**Required action**
Your answer is to be every line of the material that includes the string "below".

**Provided records**
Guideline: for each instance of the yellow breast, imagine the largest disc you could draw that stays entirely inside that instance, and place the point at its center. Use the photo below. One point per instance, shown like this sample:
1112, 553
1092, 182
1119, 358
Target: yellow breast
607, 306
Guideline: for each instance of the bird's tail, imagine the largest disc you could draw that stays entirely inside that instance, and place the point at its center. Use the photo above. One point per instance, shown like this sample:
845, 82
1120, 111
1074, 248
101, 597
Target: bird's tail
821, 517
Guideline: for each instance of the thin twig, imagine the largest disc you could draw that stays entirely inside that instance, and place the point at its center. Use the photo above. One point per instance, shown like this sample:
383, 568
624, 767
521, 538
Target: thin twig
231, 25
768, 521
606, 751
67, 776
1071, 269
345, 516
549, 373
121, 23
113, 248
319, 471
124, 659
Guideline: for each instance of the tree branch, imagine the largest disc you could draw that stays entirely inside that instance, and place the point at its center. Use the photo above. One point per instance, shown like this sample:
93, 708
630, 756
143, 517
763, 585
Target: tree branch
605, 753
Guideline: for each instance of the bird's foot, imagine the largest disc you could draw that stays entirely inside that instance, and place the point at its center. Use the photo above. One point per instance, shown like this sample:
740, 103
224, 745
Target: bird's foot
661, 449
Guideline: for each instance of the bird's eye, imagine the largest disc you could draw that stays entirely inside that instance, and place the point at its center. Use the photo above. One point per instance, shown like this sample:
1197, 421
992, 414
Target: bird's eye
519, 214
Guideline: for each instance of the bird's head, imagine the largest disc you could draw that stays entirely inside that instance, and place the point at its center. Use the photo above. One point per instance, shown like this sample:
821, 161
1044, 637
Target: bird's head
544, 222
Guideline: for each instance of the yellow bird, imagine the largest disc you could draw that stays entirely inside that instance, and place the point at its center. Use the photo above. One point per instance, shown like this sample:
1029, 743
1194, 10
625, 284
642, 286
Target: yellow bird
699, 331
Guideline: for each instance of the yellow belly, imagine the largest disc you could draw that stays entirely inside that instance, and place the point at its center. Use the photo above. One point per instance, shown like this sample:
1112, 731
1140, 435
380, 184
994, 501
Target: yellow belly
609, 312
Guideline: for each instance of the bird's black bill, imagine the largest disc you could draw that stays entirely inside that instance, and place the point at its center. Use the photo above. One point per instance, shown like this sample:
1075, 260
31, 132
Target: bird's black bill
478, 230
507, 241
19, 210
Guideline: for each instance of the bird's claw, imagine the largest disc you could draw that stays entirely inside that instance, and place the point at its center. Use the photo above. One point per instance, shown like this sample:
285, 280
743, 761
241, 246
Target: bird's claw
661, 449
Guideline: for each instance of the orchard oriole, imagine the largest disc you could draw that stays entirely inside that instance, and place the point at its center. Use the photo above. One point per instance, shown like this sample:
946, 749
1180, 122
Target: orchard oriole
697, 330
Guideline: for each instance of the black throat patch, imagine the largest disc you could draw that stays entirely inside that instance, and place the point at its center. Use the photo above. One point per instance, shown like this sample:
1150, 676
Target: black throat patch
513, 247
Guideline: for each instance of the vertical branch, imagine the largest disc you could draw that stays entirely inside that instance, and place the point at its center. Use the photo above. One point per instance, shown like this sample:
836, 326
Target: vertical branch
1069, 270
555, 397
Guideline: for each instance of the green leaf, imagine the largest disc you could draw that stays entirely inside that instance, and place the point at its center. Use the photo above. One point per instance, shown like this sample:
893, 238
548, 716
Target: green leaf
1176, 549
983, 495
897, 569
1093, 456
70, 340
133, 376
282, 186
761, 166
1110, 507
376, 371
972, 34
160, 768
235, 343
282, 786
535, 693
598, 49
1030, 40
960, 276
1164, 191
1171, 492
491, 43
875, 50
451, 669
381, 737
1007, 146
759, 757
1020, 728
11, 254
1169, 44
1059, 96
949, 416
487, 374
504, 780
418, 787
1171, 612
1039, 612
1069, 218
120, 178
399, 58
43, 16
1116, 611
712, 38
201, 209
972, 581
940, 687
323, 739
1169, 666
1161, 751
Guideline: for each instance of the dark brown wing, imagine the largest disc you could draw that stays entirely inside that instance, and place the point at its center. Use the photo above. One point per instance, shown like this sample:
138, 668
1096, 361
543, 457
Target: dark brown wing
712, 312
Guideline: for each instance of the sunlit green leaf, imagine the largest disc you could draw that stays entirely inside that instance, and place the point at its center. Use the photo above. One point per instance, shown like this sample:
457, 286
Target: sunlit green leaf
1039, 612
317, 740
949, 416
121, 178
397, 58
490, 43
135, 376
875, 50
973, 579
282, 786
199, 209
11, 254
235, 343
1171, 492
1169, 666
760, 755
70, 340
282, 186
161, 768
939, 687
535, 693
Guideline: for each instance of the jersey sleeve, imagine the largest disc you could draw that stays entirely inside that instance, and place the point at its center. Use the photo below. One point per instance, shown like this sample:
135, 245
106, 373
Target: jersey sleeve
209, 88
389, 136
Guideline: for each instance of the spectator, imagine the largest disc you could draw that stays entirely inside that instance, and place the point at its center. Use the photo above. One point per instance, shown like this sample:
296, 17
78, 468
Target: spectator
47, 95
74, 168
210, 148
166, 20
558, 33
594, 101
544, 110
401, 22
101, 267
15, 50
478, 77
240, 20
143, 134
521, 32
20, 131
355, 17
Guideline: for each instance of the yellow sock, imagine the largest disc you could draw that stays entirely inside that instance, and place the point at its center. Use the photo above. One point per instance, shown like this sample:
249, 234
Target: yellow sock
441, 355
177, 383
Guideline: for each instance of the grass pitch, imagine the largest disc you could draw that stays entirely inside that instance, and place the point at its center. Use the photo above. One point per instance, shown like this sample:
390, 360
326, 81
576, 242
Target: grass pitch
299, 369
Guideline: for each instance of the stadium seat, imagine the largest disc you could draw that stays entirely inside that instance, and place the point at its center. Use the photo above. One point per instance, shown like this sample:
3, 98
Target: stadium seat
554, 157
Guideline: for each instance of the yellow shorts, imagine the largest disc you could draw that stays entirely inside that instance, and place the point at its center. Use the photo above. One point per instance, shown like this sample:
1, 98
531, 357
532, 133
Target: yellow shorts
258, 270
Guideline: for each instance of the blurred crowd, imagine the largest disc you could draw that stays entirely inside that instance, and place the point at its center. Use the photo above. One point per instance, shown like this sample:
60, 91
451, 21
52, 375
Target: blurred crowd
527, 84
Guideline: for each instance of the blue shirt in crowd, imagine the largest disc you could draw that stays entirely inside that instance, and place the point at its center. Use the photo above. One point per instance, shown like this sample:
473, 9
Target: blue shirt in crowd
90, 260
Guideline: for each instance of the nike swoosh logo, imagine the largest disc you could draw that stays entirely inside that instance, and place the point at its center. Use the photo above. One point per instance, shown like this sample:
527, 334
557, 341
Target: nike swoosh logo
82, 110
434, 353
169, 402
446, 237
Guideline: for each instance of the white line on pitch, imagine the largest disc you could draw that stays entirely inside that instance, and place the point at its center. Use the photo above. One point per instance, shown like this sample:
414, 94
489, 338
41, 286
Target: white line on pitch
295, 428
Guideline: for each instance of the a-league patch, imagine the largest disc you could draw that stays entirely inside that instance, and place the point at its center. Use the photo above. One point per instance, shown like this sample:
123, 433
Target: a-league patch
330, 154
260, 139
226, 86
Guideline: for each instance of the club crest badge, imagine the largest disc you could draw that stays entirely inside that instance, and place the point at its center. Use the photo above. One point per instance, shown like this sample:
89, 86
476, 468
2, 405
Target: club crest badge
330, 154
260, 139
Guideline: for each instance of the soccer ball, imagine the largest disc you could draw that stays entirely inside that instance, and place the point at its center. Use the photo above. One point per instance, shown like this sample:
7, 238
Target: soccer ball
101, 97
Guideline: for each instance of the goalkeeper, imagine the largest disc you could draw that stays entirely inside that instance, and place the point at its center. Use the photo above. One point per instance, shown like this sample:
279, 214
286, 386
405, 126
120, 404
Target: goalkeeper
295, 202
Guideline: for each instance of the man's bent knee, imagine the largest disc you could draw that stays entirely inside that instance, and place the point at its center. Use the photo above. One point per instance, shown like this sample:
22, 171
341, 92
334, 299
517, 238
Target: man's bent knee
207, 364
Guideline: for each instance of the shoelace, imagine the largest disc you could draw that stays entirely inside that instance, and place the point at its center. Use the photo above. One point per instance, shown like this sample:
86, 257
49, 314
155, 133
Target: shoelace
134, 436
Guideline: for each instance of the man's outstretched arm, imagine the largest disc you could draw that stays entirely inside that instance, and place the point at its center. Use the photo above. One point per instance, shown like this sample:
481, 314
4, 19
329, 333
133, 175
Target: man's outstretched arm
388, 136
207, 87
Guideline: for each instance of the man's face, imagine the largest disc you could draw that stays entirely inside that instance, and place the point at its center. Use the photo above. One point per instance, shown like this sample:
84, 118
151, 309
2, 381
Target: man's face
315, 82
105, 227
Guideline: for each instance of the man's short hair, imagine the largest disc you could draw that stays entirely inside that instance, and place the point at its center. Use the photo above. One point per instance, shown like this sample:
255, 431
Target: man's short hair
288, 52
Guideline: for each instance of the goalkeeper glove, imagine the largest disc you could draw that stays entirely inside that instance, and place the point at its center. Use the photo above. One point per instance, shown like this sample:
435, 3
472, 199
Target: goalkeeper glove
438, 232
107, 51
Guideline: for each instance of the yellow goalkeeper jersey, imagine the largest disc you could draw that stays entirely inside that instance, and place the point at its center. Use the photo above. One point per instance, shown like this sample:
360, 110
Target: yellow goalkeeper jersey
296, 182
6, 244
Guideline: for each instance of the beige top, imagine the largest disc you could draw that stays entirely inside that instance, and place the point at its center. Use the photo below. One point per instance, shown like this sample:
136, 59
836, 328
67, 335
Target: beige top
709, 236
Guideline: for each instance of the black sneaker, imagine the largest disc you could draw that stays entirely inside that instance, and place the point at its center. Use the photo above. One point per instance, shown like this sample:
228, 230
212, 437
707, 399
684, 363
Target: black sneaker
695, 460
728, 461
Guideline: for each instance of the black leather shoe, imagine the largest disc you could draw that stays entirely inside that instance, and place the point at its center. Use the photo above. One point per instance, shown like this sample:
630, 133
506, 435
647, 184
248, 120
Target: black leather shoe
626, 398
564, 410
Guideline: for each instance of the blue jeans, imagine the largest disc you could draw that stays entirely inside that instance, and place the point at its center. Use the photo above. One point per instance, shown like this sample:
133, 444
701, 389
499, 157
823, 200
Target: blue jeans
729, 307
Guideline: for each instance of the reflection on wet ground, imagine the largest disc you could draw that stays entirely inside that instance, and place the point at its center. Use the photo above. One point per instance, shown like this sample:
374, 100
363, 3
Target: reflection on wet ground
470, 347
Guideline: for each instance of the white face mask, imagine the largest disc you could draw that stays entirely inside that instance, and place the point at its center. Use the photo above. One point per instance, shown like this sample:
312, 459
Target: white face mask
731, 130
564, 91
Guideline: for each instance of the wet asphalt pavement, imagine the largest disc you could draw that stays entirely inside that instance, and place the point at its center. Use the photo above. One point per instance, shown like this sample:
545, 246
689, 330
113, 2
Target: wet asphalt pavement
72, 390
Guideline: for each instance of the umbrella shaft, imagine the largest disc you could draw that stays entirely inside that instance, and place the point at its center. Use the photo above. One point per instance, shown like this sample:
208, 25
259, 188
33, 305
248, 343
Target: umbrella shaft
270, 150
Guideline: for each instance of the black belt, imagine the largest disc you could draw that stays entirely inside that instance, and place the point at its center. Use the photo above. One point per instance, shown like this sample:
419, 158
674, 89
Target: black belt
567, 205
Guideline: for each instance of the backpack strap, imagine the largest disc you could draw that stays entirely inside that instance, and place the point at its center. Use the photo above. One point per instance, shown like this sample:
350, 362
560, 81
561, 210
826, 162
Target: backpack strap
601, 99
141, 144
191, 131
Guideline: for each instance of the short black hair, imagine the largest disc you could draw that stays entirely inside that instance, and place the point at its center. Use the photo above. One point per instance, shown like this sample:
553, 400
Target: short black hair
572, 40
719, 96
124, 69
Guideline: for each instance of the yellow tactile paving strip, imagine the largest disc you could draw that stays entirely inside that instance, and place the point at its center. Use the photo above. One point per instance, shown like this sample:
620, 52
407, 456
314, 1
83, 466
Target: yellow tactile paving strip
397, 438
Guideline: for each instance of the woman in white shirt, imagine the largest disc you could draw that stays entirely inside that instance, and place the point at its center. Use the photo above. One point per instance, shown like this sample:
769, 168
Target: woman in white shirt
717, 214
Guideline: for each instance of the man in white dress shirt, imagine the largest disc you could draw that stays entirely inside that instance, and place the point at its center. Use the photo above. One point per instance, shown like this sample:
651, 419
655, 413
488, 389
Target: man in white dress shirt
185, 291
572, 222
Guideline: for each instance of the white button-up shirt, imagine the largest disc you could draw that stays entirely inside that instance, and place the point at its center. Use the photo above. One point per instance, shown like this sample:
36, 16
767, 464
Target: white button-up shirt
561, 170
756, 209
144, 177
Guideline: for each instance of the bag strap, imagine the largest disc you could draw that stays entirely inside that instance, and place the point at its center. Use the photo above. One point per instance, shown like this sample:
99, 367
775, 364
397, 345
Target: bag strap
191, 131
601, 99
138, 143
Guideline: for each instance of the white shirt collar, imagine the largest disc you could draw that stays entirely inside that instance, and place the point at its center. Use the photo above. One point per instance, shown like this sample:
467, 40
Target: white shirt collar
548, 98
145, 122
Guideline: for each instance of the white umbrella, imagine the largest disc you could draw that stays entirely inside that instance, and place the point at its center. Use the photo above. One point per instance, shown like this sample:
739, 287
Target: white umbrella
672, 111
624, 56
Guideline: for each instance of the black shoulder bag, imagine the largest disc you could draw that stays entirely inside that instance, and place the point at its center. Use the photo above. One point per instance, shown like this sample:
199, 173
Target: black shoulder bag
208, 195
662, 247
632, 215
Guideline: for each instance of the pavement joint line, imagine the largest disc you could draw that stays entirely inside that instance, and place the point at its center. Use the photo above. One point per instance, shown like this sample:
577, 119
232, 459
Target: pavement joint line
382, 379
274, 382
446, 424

**Result for this task**
Guideline: for each instance of the yellow breast, imagine the largest disc you could draw that stays entirely inside that instance, and place the point at its center. Use the photo below. One point per instance, shown like this sample:
Guideline: for each instance of the jersey sleeve, imagine the largest disc you could draw that stays entirely inside that instance, and place the point at its center. Use the photo below. One point per instance, shown like this sample:
Guideline: for each instance of the beige top, imagine the largest disc you could draw that stays entirely inside that instance, and place the point at its center. Use the photo below. One point per instance, shown like this sample:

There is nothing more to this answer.